Input records:
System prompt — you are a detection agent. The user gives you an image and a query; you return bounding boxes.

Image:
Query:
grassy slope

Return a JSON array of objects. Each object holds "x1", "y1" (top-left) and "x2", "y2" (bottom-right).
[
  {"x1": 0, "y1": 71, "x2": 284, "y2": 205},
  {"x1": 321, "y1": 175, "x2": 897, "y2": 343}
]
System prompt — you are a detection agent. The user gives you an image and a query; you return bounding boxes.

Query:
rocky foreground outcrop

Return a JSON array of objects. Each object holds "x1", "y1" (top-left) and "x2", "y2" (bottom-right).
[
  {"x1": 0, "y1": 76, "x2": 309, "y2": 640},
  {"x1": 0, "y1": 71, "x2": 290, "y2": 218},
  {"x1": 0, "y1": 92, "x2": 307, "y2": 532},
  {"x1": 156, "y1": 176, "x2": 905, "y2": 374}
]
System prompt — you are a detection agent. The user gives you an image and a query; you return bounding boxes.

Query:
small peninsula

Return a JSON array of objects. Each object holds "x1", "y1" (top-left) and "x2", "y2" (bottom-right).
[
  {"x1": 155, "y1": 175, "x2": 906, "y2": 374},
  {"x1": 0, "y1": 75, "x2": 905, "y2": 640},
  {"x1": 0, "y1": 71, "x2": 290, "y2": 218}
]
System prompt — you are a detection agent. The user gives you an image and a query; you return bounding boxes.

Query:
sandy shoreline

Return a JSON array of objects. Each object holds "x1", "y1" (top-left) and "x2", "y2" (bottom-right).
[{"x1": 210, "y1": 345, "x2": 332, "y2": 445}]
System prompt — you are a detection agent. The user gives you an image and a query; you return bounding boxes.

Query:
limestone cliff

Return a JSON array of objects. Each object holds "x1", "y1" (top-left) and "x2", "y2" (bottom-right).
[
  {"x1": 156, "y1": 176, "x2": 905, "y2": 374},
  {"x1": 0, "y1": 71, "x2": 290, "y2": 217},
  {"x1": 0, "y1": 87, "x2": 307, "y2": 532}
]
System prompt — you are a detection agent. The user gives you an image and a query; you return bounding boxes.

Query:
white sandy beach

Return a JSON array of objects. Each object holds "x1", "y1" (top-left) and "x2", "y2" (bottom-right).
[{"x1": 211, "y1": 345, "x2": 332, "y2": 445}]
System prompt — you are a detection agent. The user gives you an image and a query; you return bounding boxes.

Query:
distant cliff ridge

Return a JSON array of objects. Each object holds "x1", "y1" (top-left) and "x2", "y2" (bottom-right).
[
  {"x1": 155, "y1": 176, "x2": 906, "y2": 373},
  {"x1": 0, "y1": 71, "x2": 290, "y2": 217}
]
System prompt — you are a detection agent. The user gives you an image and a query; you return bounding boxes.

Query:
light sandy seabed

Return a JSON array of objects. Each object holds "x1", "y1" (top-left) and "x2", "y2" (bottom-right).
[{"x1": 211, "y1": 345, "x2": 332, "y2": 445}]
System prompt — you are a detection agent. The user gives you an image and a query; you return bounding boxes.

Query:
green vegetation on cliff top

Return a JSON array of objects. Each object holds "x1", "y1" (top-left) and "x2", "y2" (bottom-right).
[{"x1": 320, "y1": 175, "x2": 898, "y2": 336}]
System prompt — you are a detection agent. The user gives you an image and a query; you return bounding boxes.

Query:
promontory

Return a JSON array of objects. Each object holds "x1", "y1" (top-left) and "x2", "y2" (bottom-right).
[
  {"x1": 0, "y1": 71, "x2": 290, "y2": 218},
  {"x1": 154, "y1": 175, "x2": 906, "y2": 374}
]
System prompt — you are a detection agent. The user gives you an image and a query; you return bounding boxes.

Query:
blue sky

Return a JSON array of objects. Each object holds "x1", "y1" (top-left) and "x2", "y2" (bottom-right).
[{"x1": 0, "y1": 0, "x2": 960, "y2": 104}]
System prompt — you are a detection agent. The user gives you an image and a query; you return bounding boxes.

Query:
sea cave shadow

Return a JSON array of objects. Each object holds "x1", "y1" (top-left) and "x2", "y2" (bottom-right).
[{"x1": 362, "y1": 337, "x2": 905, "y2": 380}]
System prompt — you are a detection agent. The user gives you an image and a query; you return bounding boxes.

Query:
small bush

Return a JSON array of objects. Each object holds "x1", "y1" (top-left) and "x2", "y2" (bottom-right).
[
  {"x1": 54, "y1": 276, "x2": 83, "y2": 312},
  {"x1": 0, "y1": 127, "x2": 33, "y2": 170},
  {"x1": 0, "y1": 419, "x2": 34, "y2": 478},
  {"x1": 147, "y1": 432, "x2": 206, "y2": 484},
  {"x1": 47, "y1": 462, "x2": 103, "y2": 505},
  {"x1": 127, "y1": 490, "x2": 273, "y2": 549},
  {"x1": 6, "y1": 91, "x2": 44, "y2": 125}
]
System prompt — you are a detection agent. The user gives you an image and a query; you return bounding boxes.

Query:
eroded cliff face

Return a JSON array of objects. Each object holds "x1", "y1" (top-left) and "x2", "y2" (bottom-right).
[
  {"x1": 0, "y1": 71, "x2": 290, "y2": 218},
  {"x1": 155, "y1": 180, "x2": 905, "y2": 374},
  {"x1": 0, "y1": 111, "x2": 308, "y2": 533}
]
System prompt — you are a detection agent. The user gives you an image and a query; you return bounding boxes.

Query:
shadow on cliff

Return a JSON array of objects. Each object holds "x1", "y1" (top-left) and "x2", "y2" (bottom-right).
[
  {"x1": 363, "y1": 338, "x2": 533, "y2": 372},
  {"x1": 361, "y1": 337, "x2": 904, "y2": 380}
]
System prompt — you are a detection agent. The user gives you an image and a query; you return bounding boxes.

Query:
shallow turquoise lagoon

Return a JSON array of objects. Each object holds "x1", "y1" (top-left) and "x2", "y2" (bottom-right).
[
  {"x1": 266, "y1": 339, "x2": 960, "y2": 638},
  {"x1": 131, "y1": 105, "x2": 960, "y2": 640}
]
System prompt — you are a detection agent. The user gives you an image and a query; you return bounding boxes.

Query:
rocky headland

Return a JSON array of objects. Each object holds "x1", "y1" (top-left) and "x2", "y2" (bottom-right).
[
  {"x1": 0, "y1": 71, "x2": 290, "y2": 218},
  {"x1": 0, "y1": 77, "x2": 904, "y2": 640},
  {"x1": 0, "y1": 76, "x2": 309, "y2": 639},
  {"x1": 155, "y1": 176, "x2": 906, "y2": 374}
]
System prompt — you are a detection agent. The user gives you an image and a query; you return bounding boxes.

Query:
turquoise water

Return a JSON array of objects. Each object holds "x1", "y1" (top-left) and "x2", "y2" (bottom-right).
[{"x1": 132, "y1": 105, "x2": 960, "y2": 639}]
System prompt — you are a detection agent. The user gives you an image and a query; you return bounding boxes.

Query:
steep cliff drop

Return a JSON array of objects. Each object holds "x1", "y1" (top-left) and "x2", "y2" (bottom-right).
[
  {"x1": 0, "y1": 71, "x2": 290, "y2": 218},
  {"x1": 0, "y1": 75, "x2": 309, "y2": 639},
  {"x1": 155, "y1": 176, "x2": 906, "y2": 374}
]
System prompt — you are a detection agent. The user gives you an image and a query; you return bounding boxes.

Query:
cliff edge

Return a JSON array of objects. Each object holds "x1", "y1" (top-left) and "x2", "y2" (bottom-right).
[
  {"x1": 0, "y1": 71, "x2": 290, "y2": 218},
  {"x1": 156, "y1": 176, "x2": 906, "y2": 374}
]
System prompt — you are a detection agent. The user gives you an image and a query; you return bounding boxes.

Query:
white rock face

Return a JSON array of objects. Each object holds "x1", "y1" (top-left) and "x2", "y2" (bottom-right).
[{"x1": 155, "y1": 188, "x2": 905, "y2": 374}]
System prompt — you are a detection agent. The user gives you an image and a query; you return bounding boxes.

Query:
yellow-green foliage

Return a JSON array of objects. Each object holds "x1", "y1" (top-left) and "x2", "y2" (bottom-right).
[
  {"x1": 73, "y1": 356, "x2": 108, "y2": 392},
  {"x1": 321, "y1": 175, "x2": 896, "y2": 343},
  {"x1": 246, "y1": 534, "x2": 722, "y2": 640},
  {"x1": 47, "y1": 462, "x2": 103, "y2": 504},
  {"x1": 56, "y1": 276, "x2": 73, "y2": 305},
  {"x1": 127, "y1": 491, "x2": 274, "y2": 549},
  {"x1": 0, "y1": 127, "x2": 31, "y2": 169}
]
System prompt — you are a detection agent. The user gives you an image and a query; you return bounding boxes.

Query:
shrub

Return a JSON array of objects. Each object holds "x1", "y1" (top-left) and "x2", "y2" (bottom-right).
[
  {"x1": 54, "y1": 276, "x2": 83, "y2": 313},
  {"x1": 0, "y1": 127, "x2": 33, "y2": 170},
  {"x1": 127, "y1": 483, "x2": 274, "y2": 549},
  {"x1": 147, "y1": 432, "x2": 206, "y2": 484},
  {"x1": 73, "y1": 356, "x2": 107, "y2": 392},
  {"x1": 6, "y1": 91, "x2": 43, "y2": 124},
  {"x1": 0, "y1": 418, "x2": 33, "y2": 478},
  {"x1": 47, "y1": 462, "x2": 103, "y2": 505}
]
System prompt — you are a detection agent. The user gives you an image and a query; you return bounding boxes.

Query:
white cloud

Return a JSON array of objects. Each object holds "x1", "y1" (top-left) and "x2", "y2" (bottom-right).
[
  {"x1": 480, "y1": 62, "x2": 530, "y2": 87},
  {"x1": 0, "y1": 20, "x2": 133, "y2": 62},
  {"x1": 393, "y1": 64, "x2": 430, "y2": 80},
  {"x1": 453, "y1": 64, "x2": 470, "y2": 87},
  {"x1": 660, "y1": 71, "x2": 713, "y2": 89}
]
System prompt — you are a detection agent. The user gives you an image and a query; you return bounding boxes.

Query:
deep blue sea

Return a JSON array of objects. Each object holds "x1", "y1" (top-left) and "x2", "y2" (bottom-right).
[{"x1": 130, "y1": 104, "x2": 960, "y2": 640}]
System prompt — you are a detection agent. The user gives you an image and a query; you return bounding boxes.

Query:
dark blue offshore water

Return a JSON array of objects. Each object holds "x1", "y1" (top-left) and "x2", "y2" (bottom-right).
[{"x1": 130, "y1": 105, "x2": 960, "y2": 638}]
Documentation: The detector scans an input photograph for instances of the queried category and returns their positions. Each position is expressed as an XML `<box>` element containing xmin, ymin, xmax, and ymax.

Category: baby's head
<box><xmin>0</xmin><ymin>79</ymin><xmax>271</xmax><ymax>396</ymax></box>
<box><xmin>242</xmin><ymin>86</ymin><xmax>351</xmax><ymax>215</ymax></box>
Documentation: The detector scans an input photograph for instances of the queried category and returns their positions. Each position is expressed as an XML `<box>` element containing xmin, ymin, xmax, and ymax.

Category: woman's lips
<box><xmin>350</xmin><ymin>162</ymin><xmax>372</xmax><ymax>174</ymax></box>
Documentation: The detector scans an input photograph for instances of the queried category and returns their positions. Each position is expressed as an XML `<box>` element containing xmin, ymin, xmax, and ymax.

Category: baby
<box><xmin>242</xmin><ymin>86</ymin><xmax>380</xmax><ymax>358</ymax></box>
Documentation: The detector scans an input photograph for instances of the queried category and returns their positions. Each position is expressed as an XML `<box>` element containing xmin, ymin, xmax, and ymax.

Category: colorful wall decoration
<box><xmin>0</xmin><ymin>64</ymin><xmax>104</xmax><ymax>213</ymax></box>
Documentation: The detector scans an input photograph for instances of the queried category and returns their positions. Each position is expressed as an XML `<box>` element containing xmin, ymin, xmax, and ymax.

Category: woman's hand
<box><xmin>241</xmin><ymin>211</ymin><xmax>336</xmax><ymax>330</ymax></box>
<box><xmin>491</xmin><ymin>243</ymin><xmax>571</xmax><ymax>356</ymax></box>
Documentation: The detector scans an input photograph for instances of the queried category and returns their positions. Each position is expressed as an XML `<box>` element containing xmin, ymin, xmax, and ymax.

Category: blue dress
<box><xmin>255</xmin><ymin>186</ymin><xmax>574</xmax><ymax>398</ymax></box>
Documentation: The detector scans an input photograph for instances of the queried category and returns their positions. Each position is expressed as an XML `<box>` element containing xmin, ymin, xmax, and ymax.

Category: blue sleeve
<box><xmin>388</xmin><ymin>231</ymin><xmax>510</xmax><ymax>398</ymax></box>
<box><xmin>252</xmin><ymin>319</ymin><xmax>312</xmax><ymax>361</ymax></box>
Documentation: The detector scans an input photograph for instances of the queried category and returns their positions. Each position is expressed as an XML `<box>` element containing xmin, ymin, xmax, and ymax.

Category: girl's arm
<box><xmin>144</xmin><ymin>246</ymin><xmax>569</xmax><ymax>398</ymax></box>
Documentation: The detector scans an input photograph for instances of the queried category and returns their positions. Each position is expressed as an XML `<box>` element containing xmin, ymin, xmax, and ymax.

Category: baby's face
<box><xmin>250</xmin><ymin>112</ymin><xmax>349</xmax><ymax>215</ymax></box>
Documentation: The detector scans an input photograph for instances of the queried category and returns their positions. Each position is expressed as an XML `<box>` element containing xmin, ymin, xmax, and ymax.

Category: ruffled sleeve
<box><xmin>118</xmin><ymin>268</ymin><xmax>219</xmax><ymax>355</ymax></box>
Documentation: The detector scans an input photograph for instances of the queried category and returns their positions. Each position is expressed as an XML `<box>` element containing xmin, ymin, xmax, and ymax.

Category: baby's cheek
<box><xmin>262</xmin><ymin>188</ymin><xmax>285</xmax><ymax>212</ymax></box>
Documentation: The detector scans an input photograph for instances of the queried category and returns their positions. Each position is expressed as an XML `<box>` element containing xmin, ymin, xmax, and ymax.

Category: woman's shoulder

Exercise objective:
Show each line of the records that contains the string "baby".

Exercise solution:
Category: baby's head
Category: baby
Category: baby's face
Category: baby's cheek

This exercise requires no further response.